*STATED GOAL*
Transcribe the records below exactly as they appear.

*DATA EXCERPTS*
┄┄┄┄┄┄
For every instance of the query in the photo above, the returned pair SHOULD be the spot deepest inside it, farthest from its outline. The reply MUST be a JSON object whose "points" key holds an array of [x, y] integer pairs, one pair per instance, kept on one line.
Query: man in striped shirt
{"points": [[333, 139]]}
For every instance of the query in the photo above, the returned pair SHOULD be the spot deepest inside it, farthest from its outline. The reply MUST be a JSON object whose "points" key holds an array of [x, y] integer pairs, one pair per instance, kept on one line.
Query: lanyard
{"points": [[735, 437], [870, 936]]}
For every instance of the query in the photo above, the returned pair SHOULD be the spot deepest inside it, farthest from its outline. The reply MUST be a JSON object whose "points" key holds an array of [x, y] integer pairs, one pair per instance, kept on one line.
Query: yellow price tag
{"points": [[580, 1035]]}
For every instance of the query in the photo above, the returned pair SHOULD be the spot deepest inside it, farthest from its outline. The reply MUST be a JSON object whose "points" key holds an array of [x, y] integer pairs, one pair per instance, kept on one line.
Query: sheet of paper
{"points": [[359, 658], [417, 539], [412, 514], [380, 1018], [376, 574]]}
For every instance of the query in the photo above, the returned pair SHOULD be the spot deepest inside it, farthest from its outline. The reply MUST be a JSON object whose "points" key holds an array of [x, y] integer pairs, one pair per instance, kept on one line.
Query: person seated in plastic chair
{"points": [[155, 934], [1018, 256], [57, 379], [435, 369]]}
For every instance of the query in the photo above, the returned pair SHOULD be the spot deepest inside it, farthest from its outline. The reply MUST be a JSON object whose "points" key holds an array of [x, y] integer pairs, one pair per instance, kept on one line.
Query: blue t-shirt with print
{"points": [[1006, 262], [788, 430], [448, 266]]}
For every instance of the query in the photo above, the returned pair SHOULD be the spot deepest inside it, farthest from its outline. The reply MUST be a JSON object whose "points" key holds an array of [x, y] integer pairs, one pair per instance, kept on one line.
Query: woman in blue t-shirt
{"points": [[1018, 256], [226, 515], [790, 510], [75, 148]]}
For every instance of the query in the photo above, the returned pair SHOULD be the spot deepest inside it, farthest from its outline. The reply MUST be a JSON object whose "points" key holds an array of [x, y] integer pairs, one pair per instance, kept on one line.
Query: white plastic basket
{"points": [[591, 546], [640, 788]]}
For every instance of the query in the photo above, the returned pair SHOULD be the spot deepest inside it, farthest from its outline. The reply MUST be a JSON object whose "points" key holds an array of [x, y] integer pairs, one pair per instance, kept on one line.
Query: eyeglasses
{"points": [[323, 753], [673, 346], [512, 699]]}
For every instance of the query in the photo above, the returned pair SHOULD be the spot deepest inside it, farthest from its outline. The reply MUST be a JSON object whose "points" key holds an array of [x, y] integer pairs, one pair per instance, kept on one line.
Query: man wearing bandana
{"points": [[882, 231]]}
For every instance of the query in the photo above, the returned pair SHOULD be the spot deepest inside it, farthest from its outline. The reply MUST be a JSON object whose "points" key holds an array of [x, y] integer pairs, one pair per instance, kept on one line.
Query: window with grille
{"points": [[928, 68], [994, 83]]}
┄┄┄┄┄┄
*RESPONSE TO THIS TASK*
For every instance of the query in the photo above, the returned pair SHOULD be the spot deepest inside it, farthest from its outline. The reply MUST be a JSON object whose "points" key holds an array of [x, y] integer pairs, one pair per instance, kept on one line.
Query: man in striped shirt
{"points": [[333, 139]]}
For every instance of the query in the photo above, the returned pair SHOULD be the spot deepest inside it, farthest from its outline. The reply MUST be a JSON object whose "points" key holds an array of [x, y] integer pairs, one pair per instance, kept on one line.
Query: lanyard
{"points": [[735, 437], [870, 936]]}
For every instance of the query in the photo above, the returned pair SHOULD be the spot deepest inside it, farthest from its outline. The reply MUST be a JSON object whose "points" key holds an array of [x, y] integer pairs, one pair per instance, kept on one line.
Query: yellow price tag
{"points": [[580, 1035]]}
For every instance of the query in the photo above, the returned pair SHOULD be the spot deepest inside it, farthest from its outline. The reply MUST be a JSON object whose "points" key holds an array of [x, y] integer pairs, one pair per instance, kept on one line.
Query: sheet of paper
{"points": [[359, 658], [417, 539], [412, 514], [380, 1018], [376, 574]]}
For every instance of the query in the photo above, the returned pair SHOULD be the spot deepest inside it, farthest from its outline. The reply MUST be a JSON object whose "points" key holds an array of [x, y] integer pairs, one pair per instance, kept on one line.
Query: person seated in plastic chair
{"points": [[155, 934], [1018, 256], [57, 379], [435, 369]]}
For every instance of the query in the photo above, the returned pair SHOULD be the spot deepest inside it, farthest from its outline. The reply MUST be a JSON object whose "points" key holds an array of [x, y] integer pairs, one pair per instance, kept on one line.
Query: blue t-shirt with print
{"points": [[1006, 262], [788, 430], [448, 266]]}
For every instance of the query in the photo above, the returned pair SHOULD be the spot deepest inside it, farthest from its outline. The reply MUST be a JSON object whose "points" key holds an array of [x, y] integer pairs, one pair per instance, kept on one line.
Query: woman in blue t-shirt
{"points": [[1018, 256], [226, 515], [790, 510], [75, 148]]}
For every instance of the query in the photo above, the returned pair SHOULD be the spot deepest inside it, farthest from its outline. The reply MUST be a JSON object whose "points" key holds an array of [x, y] integer pairs, one pair per instance, kept on one line.
Query: white plastic basket
{"points": [[591, 546], [640, 788]]}
For every instance of the query in the photo above, the returned pair SHOULD be the spot deepest inside it, farthest from its outline. The reply MUST be a JSON object whose "points" key holds an array of [x, y] integer pairs, one pair per instance, kept on one line.
Query: eyeglasses
{"points": [[323, 753], [673, 346], [512, 699]]}
For every instance of the query in the photo above, the returned pair SHOULD be the spot deepest inside it, farthest from its outline. The reply MUST be a JSON object whose "points" key holds an array of [x, y] integer pairs, one pair per instance, kept on one line.
Query: man wearing bandana
{"points": [[882, 231]]}
For every instance of the query in the photo above, the returned pair SHOULD be the spot deepest inside it, farthest from its outline. The reply MUST be a JSON object whose "points" key holds an array of [x, y] integer pairs, one pair per instance, kept on one line.
Query: window with grille
{"points": [[928, 68], [994, 83]]}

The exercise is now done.